# DATA PROVIDED:
+++
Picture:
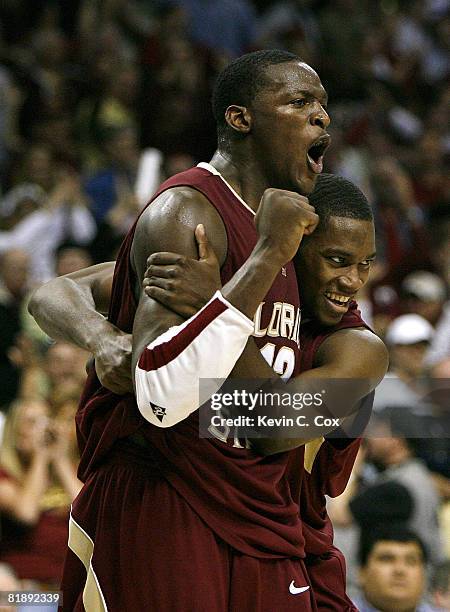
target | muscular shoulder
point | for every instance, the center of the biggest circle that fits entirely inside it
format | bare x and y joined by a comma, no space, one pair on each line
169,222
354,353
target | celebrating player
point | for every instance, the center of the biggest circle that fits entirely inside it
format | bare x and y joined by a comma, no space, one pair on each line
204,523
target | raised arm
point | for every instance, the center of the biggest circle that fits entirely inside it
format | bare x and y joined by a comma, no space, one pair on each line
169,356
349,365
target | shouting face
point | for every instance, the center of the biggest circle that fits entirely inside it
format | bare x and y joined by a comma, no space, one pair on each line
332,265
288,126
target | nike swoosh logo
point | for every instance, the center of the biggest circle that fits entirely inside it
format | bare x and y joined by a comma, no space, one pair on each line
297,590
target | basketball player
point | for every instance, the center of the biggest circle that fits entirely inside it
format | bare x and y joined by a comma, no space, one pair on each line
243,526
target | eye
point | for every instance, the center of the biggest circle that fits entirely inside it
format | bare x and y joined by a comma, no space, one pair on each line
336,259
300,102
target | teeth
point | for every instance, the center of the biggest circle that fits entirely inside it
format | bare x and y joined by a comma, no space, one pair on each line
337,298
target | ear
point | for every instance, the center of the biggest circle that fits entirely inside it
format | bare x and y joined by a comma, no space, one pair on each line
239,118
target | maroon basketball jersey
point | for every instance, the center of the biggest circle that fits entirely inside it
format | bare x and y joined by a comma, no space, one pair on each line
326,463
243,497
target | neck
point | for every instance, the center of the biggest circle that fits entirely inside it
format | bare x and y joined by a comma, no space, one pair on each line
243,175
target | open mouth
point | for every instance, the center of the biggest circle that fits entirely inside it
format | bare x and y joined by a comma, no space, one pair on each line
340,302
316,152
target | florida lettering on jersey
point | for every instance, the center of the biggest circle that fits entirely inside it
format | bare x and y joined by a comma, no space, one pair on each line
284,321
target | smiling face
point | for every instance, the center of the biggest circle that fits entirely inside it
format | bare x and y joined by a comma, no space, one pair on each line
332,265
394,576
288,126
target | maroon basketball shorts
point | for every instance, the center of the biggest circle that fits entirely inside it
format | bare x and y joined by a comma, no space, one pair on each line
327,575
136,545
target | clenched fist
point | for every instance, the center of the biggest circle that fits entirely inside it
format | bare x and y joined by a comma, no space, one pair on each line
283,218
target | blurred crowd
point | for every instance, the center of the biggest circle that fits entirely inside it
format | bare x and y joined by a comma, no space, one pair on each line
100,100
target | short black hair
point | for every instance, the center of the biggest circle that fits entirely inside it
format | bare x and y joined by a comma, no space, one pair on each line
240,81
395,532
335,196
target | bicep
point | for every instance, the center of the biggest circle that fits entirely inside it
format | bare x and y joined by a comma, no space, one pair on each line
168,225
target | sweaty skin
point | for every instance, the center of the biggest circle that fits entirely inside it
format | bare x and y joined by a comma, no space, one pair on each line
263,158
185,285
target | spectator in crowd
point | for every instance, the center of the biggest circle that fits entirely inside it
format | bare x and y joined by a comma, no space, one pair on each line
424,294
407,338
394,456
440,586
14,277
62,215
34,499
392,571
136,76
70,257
+++
# TASK GOAL:
Looking at the records above, return exactly the lines from the line with "target | open mouth" to the line with "target | clenched fist", both ends included.

# TASK SOLUTION:
target | open mouth
point | for every instance, the center of the biggest circle that fits entirely inside it
format | bare x and y joined by a comma, no space, one pair on each line
340,302
316,152
target | florida lettering on jersey
point | for every instance, the center of the biggest circle that fits entirely inside it
format | bare x and y joined by a comma, no space, one pair on each line
284,321
target | smiling face
point | for every instance, the center of the biggest circle that fits entirely inside it
format | bare x and y joined by a comma, no space, one pair on each line
332,265
394,576
288,126
target | maroon basketball shorts
point | for every instance, the center of the biggest circle that fits entirely inside it
format | bare x and y joined by a comma, no space, one pair on each line
327,575
136,545
target | clenched fist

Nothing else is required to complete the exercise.